### Task brief
In the passage on the history of Berwick, to whom did Berwick fall in 1482?

### Excerpt
★ ★ ★ ★ ★ ★ ★

IS IT NOT strange that there’s a North Berwick and a Berwick-upon-Tweed, but that neither are in Berwickshire?

Historically, county names derive from their principal town – for example, the old name for East Lothian was Haddingtonshire.

Although Berwick was once the county town of Berwickshire, the last of many border altercations left it in England.

Berwick was founded when Northumbria included our own county.

It became Scots after Malcolm’s victory at Carham in 1018 and prospered while the Normans were preoccupied with consolidating their grip on England.

By 1153, Berwick boasted walls, a mint, a castle, and a hospital. Its constables included several Lauders of the Bass. Their writ ran south of the Tweed to include Ancroft, Kyloe, Norham, Belford, Elwick and Tweedmouth, as well as present-day Berwickshire.

At a time when the sea was the highway for commerce in heavy goods, South Berwick (as it was known during its Scottish heyday) became the richest city in the land, thriving on trade with the Low Counties and Hanseatic Ports in timber, wool and produce from the Merse.

English kings coveted its strategic location. While the English were embroiled elsewhere, Berwick blossomed. At other times, Berwick changed hands 13 times until, in 1482, it fell to Richard III. Elizabeth I secured it with massive fortifications, which survive intact.

With the Union, most of its hinterland stayed in Scotland. For five centuries, this made scant difference beyond legal issues. However, re-establishment of the Scottish Parliament created disparities – in free personal care, prescriptions, tuition fees, etc.

★ ★ ★ ★ ★ ★ ★

### Extracted data
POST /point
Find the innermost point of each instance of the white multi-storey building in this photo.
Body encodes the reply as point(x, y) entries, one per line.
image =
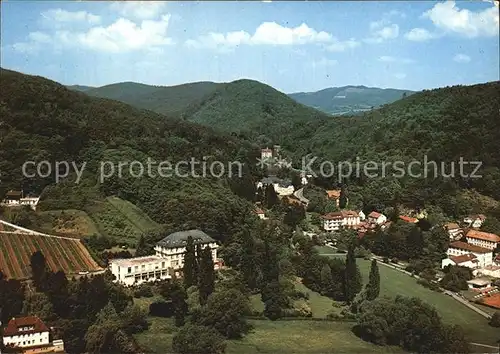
point(168, 259)
point(342, 219)
point(30, 334)
point(458, 248)
point(173, 247)
point(135, 271)
point(483, 239)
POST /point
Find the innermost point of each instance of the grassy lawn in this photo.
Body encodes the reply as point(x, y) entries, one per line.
point(273, 337)
point(304, 337)
point(393, 282)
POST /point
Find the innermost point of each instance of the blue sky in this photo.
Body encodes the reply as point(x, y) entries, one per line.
point(292, 46)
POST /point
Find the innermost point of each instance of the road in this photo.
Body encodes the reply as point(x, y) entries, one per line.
point(299, 193)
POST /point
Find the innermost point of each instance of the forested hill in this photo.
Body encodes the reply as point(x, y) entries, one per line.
point(444, 124)
point(253, 109)
point(169, 100)
point(349, 99)
point(43, 120)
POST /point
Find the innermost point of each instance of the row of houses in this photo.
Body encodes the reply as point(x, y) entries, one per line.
point(167, 260)
point(335, 221)
point(30, 335)
point(17, 198)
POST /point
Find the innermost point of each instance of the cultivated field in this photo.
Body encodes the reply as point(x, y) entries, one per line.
point(393, 283)
point(69, 223)
point(121, 220)
point(69, 255)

★ ★ ★ ★ ★ ★ ★

### Reply to the task
Richard III